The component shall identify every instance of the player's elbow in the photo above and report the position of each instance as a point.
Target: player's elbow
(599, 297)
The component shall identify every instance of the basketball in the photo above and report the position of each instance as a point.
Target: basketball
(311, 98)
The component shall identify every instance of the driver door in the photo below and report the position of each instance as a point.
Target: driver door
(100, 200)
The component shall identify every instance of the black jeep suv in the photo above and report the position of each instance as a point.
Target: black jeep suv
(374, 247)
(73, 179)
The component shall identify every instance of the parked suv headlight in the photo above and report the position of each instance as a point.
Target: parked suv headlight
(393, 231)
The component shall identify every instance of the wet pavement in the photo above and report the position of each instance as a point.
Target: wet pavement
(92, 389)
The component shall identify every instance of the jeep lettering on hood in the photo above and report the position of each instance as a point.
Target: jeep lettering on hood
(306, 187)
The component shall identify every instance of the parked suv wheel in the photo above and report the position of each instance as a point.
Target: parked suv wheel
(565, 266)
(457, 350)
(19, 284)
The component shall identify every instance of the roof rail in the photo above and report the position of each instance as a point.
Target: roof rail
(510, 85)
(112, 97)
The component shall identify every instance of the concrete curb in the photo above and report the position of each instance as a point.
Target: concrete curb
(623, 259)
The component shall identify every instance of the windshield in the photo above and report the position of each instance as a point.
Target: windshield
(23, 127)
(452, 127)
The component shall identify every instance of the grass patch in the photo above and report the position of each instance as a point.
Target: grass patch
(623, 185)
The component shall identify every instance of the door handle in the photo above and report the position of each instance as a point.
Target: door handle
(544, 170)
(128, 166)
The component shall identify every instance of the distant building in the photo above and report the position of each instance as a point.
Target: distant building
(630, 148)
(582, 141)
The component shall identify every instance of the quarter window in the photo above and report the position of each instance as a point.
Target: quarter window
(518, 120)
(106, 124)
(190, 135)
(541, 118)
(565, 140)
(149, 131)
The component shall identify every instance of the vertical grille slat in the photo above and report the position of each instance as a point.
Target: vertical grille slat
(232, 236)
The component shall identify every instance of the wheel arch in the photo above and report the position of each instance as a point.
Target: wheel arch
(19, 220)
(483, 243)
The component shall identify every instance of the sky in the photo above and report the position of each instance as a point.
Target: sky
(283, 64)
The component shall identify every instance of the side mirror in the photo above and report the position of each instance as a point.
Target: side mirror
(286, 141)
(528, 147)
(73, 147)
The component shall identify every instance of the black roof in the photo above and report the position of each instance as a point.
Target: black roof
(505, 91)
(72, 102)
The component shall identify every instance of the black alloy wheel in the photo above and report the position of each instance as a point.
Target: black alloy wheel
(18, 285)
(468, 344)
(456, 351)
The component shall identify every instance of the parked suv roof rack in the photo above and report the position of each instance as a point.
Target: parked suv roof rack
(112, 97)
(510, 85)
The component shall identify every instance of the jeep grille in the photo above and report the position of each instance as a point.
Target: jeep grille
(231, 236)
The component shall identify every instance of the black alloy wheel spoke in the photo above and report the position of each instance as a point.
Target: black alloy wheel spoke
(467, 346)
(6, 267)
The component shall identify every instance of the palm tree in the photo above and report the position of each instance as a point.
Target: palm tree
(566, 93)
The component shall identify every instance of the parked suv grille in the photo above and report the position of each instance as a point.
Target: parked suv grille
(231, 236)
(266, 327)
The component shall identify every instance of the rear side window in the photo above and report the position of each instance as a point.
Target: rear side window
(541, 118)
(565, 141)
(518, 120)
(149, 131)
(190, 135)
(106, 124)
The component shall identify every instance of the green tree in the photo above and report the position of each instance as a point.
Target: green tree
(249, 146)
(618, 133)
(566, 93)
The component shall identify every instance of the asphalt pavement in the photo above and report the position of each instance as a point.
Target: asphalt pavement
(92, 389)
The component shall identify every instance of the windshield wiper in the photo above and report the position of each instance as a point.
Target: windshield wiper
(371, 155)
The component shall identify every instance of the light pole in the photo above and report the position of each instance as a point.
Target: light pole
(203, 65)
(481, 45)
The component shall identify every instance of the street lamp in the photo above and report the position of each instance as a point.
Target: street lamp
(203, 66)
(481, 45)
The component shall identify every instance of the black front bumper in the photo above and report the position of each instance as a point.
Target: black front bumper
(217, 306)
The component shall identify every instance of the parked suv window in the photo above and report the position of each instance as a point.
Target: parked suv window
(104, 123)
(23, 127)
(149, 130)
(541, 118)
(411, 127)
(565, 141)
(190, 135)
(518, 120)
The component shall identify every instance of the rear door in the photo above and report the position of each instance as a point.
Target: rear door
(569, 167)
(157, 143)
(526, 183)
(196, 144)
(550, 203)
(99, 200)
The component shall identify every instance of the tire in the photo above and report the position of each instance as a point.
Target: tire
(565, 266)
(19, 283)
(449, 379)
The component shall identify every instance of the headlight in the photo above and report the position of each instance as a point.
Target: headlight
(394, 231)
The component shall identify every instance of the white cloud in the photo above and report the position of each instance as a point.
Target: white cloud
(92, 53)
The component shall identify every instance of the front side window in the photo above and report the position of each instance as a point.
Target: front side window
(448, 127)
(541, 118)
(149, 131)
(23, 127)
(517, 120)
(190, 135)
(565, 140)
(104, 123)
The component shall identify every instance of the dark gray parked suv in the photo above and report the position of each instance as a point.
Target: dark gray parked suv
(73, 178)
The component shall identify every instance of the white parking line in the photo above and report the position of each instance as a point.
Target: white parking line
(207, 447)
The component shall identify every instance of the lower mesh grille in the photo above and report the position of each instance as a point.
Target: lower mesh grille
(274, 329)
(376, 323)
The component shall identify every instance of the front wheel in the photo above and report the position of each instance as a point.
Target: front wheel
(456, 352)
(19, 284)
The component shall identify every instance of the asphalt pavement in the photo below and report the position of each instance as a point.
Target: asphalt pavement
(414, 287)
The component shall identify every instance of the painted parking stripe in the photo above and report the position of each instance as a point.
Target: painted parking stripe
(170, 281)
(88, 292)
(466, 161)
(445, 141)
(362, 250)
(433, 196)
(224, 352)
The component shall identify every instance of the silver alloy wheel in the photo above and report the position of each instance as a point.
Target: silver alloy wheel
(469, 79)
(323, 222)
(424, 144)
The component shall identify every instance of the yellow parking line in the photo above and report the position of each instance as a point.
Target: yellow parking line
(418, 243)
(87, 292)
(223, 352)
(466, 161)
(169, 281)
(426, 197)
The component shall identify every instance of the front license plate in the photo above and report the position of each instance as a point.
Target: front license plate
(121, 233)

○ ○ ○ ○ ○

**Task prompt**: From the data above, return every line from the line that has "suv wheel in" up to and including the line that has "The component shall identify every instance of the concrete", exactly.

**Task solution**:
The component shall identify every instance of the parked suv wheel in the photo above and report the position of each instance as a point.
Target: parked suv wheel
(565, 266)
(457, 350)
(19, 284)
The component shall identify every instance of the roof rail in the photo above and report the position of each instance as a point.
Target: roof rail
(510, 85)
(112, 97)
The component shall identify every instance of the concrete curb in the photo above and report the position of each instance as a point.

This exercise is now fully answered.